Exercise instructions:
1. Answer these questions from the source extract:
(a) What example does it give for regression?
(b) In its example of regulated behavior, what is the choice of driving side based on?
(c) What do association rules revolve around?
2. Swap "voltage" for "current" and give the source extract again from "For example: how" up to and including "from the opposite.".

Source extract:

Regression – involves finding out relationship between multiple variables.
For example: how a human being’s weight is related to his height.
Anomoly Detection – is basically a fluctuation.
For example: In the case of high voltage or low voltage.
Another example could include regulated behaviour which involves driving in the right side or left side based on country. The anomoly here is someone driving from the opposite.
Another example could be network intrusion. Here, an authenticated user logs into your company’s website, and then if someone unauthenticated logs in, it is an An0moly.
Attribute Importance – It basically gives multiple attributes, such as height, weight, temperature, heartbeat. A point to note is that all these attributes are important for a task.
For example: Someone is trying to predict, at what time a person will reach office. Each attribute plays an important role but not all attributes are important.
Association Rules – In simpler terms, it is to analyse or predict the next behavior, where it revolves around the recommendation engine.

Object pointing dataset entries:

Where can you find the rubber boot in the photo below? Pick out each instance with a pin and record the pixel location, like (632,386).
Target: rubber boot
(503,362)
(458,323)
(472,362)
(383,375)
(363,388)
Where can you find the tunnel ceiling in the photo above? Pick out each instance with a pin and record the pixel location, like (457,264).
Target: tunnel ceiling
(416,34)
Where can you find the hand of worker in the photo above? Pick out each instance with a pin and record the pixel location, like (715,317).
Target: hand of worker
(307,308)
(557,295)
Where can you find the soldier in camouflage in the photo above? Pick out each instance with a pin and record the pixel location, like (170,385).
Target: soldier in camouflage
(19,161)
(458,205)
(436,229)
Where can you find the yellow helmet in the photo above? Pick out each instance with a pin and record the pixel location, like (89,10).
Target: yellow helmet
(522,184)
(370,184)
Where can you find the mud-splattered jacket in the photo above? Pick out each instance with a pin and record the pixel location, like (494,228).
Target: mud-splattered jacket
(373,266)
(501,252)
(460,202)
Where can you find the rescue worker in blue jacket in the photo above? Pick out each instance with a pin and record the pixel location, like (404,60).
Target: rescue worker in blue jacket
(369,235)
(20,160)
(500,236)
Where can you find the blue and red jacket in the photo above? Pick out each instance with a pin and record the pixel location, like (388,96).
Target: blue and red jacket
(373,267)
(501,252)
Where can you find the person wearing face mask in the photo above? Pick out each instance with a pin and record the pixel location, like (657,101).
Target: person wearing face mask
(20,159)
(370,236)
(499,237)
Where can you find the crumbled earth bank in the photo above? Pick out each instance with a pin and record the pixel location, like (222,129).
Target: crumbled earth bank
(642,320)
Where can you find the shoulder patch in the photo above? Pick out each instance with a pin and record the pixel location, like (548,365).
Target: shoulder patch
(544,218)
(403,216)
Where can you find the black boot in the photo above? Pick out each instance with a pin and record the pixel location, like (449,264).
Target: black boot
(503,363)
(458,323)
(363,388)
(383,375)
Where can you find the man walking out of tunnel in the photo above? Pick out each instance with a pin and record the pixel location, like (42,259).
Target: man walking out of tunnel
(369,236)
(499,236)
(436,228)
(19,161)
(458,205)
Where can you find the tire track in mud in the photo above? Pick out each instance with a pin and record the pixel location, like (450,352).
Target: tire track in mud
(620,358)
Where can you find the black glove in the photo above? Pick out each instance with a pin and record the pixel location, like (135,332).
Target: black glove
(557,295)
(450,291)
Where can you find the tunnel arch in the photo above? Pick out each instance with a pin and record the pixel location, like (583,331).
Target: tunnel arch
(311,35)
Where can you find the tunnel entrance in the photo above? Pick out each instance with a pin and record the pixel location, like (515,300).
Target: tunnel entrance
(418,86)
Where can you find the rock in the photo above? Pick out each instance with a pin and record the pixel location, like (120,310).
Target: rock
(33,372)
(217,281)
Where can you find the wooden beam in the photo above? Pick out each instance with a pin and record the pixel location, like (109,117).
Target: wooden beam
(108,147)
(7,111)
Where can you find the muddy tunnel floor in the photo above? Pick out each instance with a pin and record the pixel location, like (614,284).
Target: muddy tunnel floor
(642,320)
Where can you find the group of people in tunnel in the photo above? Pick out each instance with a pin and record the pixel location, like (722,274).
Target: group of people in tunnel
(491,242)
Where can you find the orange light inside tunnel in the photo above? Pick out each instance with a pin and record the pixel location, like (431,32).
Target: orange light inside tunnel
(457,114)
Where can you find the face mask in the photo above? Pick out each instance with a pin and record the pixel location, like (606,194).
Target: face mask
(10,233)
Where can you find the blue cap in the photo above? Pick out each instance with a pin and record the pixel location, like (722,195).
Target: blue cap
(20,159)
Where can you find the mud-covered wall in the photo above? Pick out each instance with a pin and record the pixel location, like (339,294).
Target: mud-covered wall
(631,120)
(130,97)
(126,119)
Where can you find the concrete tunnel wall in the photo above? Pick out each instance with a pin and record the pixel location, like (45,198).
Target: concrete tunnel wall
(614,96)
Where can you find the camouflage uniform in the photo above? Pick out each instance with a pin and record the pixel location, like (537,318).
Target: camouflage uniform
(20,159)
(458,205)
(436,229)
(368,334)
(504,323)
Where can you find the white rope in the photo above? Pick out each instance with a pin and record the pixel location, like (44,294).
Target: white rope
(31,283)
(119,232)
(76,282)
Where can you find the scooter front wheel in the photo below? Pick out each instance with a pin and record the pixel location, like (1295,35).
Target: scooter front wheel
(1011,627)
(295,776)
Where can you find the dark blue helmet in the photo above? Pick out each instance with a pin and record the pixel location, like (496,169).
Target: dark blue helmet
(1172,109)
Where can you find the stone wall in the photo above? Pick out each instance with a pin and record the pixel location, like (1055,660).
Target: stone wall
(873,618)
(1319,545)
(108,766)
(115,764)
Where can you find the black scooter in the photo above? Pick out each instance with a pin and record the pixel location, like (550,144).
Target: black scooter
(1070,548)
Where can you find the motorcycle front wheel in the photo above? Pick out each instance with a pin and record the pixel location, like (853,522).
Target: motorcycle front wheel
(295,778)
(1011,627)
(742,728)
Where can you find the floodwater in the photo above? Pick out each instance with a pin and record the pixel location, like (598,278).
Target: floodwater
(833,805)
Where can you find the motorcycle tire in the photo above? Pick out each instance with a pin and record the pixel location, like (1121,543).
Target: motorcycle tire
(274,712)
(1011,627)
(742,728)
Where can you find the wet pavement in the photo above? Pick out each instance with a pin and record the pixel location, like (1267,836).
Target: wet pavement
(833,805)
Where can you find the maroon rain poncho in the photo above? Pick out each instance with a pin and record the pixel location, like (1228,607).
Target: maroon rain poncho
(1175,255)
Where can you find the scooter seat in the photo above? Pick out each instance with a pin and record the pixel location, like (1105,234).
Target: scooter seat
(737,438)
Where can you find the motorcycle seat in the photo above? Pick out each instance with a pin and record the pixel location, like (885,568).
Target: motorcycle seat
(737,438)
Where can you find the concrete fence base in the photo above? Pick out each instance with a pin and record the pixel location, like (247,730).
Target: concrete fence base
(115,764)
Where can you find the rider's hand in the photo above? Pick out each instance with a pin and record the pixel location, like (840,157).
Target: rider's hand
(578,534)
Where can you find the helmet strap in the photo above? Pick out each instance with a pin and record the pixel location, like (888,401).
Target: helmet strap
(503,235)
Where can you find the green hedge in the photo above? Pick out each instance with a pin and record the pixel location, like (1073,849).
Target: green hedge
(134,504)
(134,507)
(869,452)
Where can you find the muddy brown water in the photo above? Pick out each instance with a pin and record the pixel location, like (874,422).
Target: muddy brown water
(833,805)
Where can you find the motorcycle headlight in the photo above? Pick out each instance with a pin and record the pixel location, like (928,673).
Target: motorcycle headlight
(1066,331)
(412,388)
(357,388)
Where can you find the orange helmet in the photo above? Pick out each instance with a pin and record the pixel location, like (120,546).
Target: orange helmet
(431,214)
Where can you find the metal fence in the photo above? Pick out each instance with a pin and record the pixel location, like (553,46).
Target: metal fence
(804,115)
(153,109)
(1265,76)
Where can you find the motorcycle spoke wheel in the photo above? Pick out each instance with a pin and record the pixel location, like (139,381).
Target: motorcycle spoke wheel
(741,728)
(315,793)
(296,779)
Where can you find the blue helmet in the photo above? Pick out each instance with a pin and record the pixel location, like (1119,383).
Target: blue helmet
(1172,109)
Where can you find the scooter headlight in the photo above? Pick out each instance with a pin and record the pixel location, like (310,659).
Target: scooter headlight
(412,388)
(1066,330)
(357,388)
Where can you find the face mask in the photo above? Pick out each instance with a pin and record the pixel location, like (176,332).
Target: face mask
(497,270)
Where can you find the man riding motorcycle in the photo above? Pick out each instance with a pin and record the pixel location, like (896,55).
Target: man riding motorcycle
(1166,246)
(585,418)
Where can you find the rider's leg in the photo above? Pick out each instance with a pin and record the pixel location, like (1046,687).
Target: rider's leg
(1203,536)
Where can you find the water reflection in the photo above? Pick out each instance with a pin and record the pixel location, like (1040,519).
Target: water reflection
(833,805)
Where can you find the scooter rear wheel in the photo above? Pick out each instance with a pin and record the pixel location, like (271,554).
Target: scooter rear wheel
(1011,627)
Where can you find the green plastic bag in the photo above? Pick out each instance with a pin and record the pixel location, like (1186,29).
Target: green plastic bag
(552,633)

Worked answers:
1.
(a) How a human being's weight is related to height.
(b) The country.
(c) The recommendation engine.

2.
For example: how a human being’s weight is related to his height.
Anomoly Detection – is basically a fluctuation.
For example: In the case of high current or low current.
Another example could include regulated behaviour which involves driving in the right side or left side based on country. The anomoly here is someone driving from the opposite.